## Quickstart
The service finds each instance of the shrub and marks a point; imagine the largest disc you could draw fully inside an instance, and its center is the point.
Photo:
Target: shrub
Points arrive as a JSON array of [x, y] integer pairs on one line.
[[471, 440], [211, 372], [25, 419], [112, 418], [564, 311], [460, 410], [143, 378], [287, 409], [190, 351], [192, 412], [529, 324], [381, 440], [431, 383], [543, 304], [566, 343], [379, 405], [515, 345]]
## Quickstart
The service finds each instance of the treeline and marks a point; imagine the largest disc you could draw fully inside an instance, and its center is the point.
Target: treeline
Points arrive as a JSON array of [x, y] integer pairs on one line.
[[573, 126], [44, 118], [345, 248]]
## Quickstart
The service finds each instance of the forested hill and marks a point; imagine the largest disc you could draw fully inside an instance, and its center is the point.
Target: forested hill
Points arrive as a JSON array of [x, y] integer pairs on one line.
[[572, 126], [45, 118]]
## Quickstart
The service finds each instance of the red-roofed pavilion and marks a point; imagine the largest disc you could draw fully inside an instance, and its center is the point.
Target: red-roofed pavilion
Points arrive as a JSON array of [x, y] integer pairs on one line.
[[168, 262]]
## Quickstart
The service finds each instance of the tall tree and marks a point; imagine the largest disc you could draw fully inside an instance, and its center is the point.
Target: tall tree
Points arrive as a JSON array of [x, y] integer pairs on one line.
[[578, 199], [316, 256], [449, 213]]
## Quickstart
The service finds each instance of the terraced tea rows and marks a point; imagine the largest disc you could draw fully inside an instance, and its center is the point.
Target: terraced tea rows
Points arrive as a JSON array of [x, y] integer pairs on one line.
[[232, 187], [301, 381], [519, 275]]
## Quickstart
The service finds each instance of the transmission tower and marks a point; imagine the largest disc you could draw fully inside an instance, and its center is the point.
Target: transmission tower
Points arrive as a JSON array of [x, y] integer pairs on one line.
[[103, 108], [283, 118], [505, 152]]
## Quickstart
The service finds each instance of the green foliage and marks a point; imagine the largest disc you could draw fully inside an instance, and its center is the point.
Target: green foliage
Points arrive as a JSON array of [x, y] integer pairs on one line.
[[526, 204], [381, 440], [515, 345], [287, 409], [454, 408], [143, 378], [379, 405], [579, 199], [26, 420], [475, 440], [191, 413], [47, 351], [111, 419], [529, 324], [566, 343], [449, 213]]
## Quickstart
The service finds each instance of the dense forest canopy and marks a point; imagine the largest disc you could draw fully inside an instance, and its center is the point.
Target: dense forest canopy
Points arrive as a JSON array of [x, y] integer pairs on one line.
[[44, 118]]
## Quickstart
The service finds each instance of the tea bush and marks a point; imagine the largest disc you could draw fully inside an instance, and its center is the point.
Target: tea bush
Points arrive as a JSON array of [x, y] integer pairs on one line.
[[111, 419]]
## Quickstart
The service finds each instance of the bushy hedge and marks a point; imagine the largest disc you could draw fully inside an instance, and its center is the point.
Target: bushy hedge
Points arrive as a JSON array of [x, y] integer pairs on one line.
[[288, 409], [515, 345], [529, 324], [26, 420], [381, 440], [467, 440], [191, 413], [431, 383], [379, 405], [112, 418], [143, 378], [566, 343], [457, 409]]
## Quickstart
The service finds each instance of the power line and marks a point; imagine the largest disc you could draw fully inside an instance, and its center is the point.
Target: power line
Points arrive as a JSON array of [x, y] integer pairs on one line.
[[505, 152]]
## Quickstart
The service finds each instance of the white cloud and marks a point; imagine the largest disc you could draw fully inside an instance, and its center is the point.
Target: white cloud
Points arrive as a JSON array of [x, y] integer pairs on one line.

------------

Work task: All lines of the records above that carry the word "bushy" should be listed.

Exercise response:
The service finds each instance of the bushy hedge and marks a point; imagine the largest disc you could draw fully inside an instance, and its center is the point.
Target: bushy hedge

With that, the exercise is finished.